* **Task details**:
Reproduce every line of the data below word for word, leaving out the pictures.

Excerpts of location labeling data
((
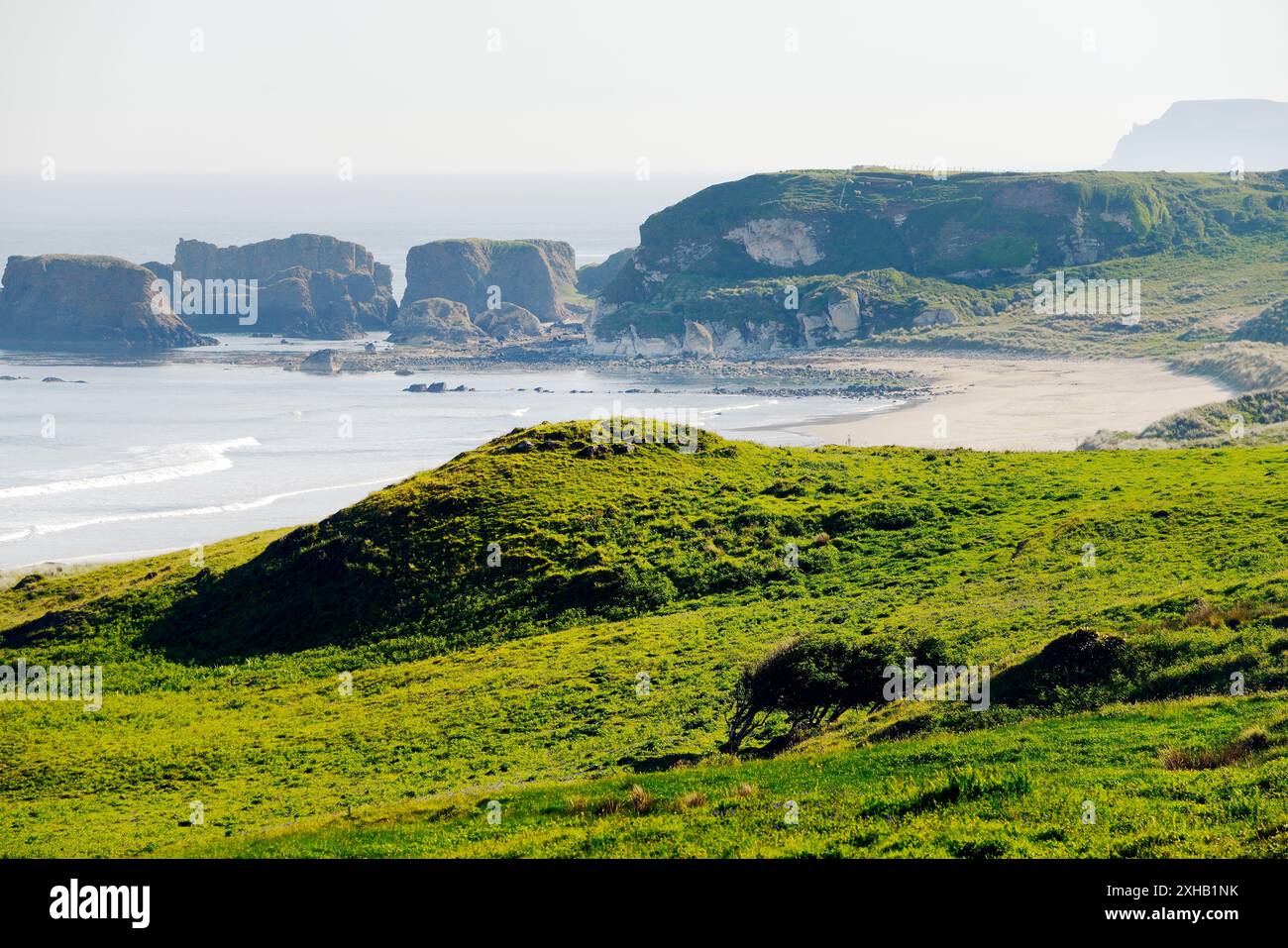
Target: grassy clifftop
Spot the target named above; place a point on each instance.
(471, 682)
(1207, 252)
(851, 220)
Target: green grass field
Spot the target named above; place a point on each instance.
(519, 682)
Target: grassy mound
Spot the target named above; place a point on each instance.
(376, 662)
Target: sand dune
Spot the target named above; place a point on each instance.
(1020, 403)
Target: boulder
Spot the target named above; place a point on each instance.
(434, 321)
(536, 274)
(509, 321)
(71, 301)
(323, 363)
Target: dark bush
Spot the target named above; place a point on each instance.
(1082, 665)
(811, 681)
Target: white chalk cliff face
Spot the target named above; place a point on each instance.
(838, 322)
(778, 241)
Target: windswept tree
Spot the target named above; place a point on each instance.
(812, 681)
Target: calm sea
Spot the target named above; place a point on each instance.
(165, 456)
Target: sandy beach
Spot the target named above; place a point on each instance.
(1020, 404)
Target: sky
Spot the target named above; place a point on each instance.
(606, 86)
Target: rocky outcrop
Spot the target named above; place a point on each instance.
(743, 321)
(323, 363)
(593, 277)
(536, 274)
(309, 285)
(68, 301)
(965, 227)
(436, 322)
(1209, 137)
(509, 322)
(778, 241)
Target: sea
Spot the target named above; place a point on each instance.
(121, 460)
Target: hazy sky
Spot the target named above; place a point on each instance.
(691, 85)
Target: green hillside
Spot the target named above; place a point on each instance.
(520, 682)
(1209, 253)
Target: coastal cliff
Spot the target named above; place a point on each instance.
(536, 274)
(803, 260)
(72, 301)
(310, 285)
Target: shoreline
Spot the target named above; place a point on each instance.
(1005, 403)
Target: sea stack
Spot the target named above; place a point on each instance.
(98, 303)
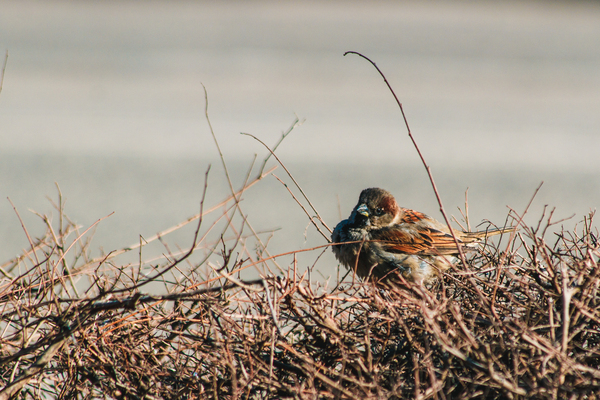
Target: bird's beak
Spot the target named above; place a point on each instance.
(363, 210)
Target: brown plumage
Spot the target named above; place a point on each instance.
(388, 239)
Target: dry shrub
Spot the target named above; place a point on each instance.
(520, 320)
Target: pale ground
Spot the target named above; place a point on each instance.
(105, 98)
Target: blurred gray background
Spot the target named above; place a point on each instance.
(106, 99)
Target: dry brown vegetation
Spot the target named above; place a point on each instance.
(520, 319)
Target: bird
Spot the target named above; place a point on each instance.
(381, 240)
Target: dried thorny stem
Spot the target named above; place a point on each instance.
(204, 330)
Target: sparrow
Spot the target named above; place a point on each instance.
(381, 239)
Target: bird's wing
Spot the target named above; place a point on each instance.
(414, 239)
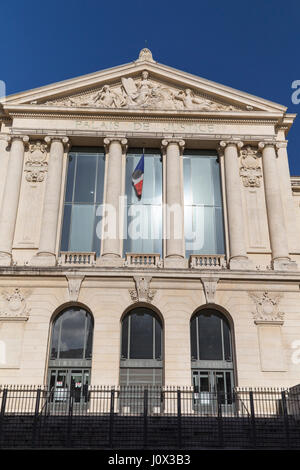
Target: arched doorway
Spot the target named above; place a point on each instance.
(70, 358)
(212, 356)
(141, 360)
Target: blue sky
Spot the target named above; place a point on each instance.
(252, 46)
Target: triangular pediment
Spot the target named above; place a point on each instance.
(143, 85)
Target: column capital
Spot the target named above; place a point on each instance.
(272, 143)
(121, 139)
(165, 142)
(24, 138)
(57, 138)
(224, 143)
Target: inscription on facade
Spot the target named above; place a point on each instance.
(146, 126)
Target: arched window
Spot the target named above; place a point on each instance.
(71, 352)
(211, 354)
(142, 348)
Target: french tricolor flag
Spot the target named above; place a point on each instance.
(138, 177)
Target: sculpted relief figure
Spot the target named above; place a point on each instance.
(142, 93)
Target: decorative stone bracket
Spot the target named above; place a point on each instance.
(250, 169)
(74, 285)
(15, 305)
(210, 287)
(142, 291)
(267, 307)
(36, 165)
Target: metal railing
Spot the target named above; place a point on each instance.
(207, 262)
(68, 258)
(143, 260)
(148, 417)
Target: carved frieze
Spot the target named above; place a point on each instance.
(36, 165)
(15, 305)
(142, 291)
(250, 169)
(267, 307)
(142, 93)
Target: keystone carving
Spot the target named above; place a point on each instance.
(142, 291)
(210, 287)
(267, 307)
(74, 284)
(15, 305)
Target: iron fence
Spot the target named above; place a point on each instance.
(148, 417)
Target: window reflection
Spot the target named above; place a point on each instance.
(203, 214)
(210, 337)
(72, 334)
(143, 216)
(84, 193)
(141, 335)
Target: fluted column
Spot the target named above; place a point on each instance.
(10, 199)
(174, 216)
(276, 222)
(111, 242)
(237, 244)
(47, 247)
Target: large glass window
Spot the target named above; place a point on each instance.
(141, 335)
(84, 193)
(211, 359)
(203, 214)
(210, 337)
(141, 348)
(143, 215)
(72, 335)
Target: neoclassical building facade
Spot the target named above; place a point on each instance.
(195, 281)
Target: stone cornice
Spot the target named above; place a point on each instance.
(160, 71)
(37, 110)
(163, 273)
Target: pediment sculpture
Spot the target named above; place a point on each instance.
(142, 93)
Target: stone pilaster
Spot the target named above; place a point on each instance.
(111, 242)
(10, 199)
(46, 255)
(174, 216)
(238, 258)
(277, 229)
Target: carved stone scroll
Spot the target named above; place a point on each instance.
(142, 291)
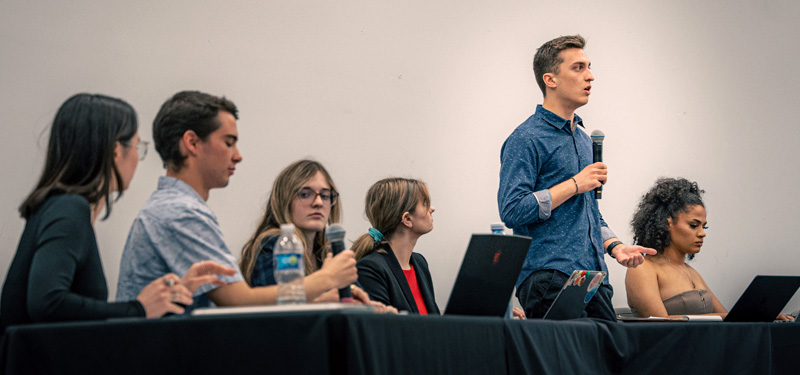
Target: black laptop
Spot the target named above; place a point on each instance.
(764, 299)
(487, 276)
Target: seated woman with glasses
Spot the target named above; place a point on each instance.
(304, 195)
(56, 274)
(400, 212)
(671, 218)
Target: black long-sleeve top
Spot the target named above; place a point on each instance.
(56, 274)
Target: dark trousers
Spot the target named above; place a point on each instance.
(541, 288)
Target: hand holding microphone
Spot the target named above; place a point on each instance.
(597, 156)
(335, 235)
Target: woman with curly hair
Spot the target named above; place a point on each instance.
(671, 219)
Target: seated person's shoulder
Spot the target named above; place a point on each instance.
(646, 269)
(66, 203)
(373, 260)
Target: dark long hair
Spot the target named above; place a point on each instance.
(80, 154)
(666, 199)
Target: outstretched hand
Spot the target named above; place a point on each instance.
(631, 256)
(161, 295)
(205, 272)
(360, 296)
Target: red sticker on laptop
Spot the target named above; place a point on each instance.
(593, 286)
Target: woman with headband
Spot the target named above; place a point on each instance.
(400, 212)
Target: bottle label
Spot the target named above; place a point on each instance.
(287, 262)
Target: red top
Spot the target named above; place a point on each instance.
(411, 277)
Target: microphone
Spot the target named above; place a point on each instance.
(597, 155)
(335, 235)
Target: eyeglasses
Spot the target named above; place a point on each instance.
(141, 147)
(308, 195)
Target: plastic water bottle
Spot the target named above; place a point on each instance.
(289, 267)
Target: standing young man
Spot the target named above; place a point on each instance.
(546, 171)
(195, 134)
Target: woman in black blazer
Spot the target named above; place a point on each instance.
(389, 270)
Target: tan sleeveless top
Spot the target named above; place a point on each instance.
(690, 302)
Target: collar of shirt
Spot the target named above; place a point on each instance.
(166, 182)
(555, 120)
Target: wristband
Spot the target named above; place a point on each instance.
(576, 185)
(611, 247)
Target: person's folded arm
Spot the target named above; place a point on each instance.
(518, 203)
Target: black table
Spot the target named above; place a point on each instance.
(358, 343)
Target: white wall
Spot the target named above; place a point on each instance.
(430, 89)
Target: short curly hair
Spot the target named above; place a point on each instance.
(668, 198)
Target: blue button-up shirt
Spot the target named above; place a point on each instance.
(174, 230)
(541, 153)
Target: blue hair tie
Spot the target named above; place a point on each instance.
(375, 234)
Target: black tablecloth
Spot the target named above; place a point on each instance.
(358, 343)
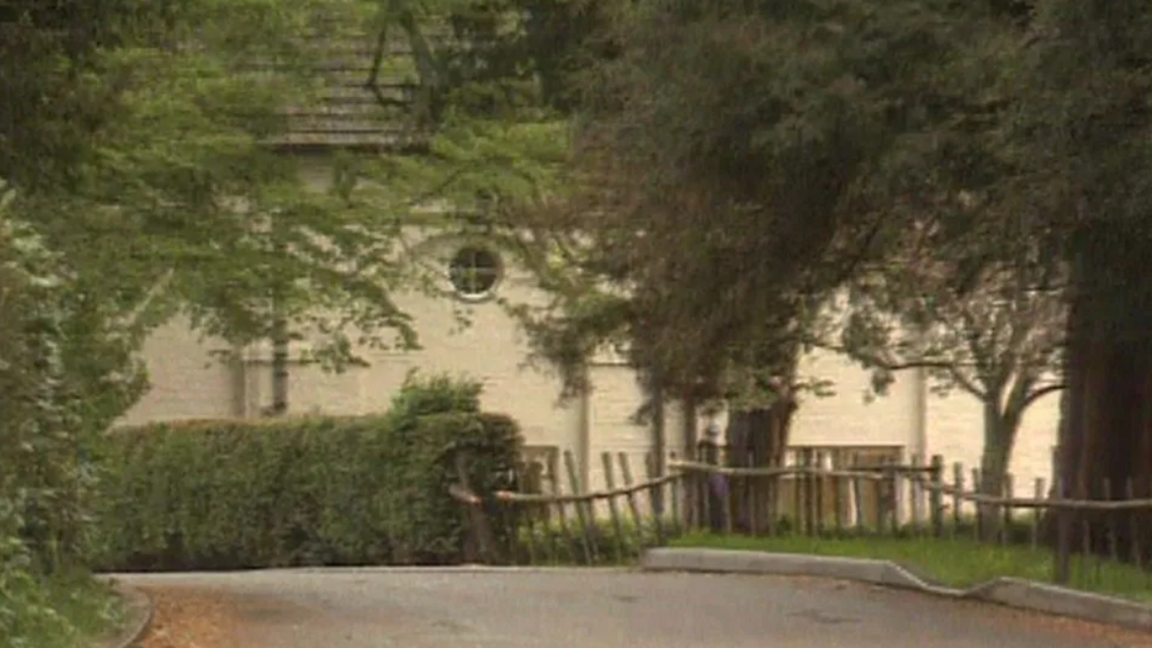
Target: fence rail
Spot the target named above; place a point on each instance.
(808, 498)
))
* **Solution to the exercise**:
Target: grassy clifftop
Spot the target named above; place a point on each instance.
(471, 682)
(1207, 252)
(851, 220)
Target: green grass field
Spot the target named above; place a point on each instance.
(519, 682)
Target: grassy mound
Spot the target named above; place a point on each instance.
(376, 662)
Target: sand dune
Spot the target named above; place a point on each instance.
(1020, 403)
Target: boulder
Spot the target named above; place a point on each instance.
(434, 321)
(536, 274)
(509, 321)
(71, 301)
(323, 363)
Target: dark bush
Spot the target named above; place a point on each instance.
(1082, 665)
(811, 681)
Target: white chalk cliff face
Spot the target named above; place a point on each instance.
(838, 322)
(778, 241)
Target: windswept tree
Spot the target named above; place a point on each instance.
(812, 681)
Target: calm sea
Spot the target named above; place a point on each instance.
(165, 456)
Target: sandy beach
Spot the target named above; place a point on each instance.
(1020, 404)
Target: sky
Spot the target named above; place a point on each instance.
(606, 86)
Target: rocky outcrop
Spot the target named above; place a point on each instance.
(743, 321)
(323, 363)
(593, 277)
(536, 274)
(309, 285)
(68, 301)
(965, 227)
(436, 322)
(1209, 137)
(509, 322)
(778, 241)
Target: sea
Spot the target named above; place a point on each instance.
(121, 460)
Target: hazy sky
Spot the target named above; place a point on each instance.
(691, 85)
Target: green hillside
Spot the target named above; place a point on each instance.
(520, 682)
(1209, 253)
Target: coastal cliff
Spot the target named above; place a point on each instance.
(536, 274)
(803, 260)
(72, 301)
(310, 285)
Target: shoreline
Spot the target named above; place a point on each instance.
(1005, 403)
Target: sea stack
Spot the target named above; place a point on each instance.
(98, 303)
Target: bird's beak
Spot the target named above; place a point on each instance.
(363, 210)
Target: brown plumage
Spot the target named above; place a point on each instance.
(388, 239)
Target: dry shrub
Spot the target named above; place a point on each instance.
(520, 320)
Target: pale ground
Spot the target named above; place a point on each instance.
(105, 98)
Target: blurred gray background
Spot the target named above; place a point on each instance.
(106, 99)
Target: dry brown vegetation
Spot the target named above; place a point on each instance.
(520, 319)
Target: bird
Spot the target named above; place a point on each instance.
(381, 240)
Target: dried thorny stem
Spot the target named above; place a point on each instance.
(204, 330)
Target: sparrow
Spot the target named above; place a point on each instance.
(381, 239)
Target: bird's wing
Spot the target named above; place a point on each instance.
(414, 239)
Target: arched doorway
Spot the target named above; place a point on each instance.
(70, 358)
(212, 356)
(141, 360)
Target: blue sky
Spot the target named above; place a point on each instance.
(252, 46)
Target: triangular pediment
Spot the target named above; place a point on each instance.
(143, 85)
Target: column capital
Spot the target named above; place a point on each instance.
(272, 143)
(121, 139)
(165, 142)
(24, 138)
(57, 138)
(224, 143)
Target: inscription on facade
Spot the target named above; place a point on each instance.
(146, 126)
Target: arched window
Spot the target named above; place a point on each instance.
(71, 352)
(211, 354)
(142, 348)
Target: french tricolor flag
Spot the target named above; place a point on each instance.
(138, 177)
Target: sculpted relief figure
Spot the target named above; place a point on each instance.
(142, 93)
Target: decorative stone bracket
Spot the target named above; place a point on each instance.
(250, 169)
(74, 285)
(15, 305)
(210, 287)
(142, 291)
(267, 307)
(36, 165)
Target: metal railing
Spot the target named above; place a point on each instance.
(207, 262)
(68, 258)
(143, 260)
(148, 417)
Target: carved frieze
Spot the target named above; place a point on each instance.
(36, 165)
(15, 305)
(142, 291)
(250, 169)
(267, 307)
(142, 93)
Target: keystone carving
Spot the target named above; place a point on each instance.
(142, 291)
(210, 287)
(267, 307)
(74, 284)
(15, 305)
Target: iron fence
Spot the target named above; place a point on each instance.
(148, 417)
Target: window reflection
Spot the target named above; place a point on each instance.
(203, 214)
(210, 337)
(72, 334)
(143, 216)
(84, 193)
(141, 335)
Target: fluted column
Spot the target named above; place a point on each instance.
(10, 199)
(174, 216)
(276, 222)
(111, 242)
(237, 244)
(47, 247)
Target: large glass window
Spot the target named above; place a point on each instance.
(141, 335)
(84, 193)
(211, 359)
(203, 214)
(210, 337)
(141, 348)
(143, 215)
(72, 335)
Target: neoclassical building facade
Spot the target named above; place a point on each instance.
(195, 281)
Target: stone cornice
Spot the target named above; place a point on each instance.
(160, 71)
(37, 110)
(163, 273)
Target: pediment sculpture
Spot the target named above; place a point on each instance.
(142, 93)
Target: stone pilaster
Spot the target named above; place a point on each instance.
(111, 242)
(10, 199)
(46, 255)
(174, 216)
(238, 258)
(277, 229)
Target: carved stone scroll
Spot the target named above; place a point on each instance.
(142, 291)
Target: black laptop
Spot the target named above; place a point on each instance.
(764, 299)
(487, 276)
Target: seated woman with glasses
Spot the target named above; place a point on each instance.
(304, 195)
(56, 274)
(400, 212)
(671, 218)
Target: black long-sleeve top
Spot the target named above; place a point on each instance.
(56, 274)
Target: dark trousers
Spot the target named above; place a point on each instance.
(541, 288)
Target: hand holding microphone
Spot the target named above; place a point on each instance.
(597, 156)
(335, 235)
Target: woman with curly hair
Spot the target named above; place a point on each instance.
(671, 219)
Target: seated person's shoulder
Spot the target named above; place a point on each instance.
(646, 269)
(66, 203)
(373, 260)
Target: dark long hair
Spot the target named above; place a point on each instance.
(80, 154)
(666, 199)
Target: outstretched hand
Spot the target named above; place a point on each instance.
(631, 256)
(161, 295)
(205, 272)
(360, 296)
Target: red sticker on laptop
Spot the target named above; place a point on each instance.
(593, 286)
Target: woman with headband
Spot the target named above; place a point on each instance.
(400, 212)
Target: bottle label
Spot the target named above; place a point on each instance.
(287, 262)
Target: red top
Spot the target named above; place a point on each instance.
(411, 277)
Target: microphone
Spot the target named above; place a point on each instance.
(597, 155)
(335, 235)
Target: eyeglasses
Spot the target named above; place a point on each instance.
(141, 147)
(308, 195)
Target: plastic water bottle
Spot the target named above; place a point on each instance.
(289, 267)
Target: standing young man
Spot the target named above; place a point on each instance.
(546, 171)
(195, 134)
Target: woman in black blazer
Spot the target named above; place a point on each instance.
(389, 270)
Target: tan sleeveless top
Spot the target named above; place a point on each instance.
(690, 302)
Target: collar of shirt
Spot the target named above; place a point on each instance.
(166, 182)
(555, 120)
Target: wristband
Spot the target named above; place a point on each instance.
(576, 185)
(611, 247)
Target: person's folded arm
Spot the target named above; place a point on each instance.
(518, 203)
Target: black table
Spot the target named above; place a point on each instance.
(358, 343)
Target: white wall
Spot the target named above; place a point on each instance.
(430, 89)
Target: short curly hair
Spot the target named above; place a point on each instance.
(668, 198)
Target: blue button-up shirt
Spot the target named above; place a point on each instance.
(174, 230)
(541, 153)
Target: blue hair tie
Spot the target named above; place a point on each instance.
(375, 234)
Target: black tablecloth
Spot the target named above; place a point on each instance.
(358, 343)
Target: fence rail
Spot the target named above; place a point on each instance.
(808, 498)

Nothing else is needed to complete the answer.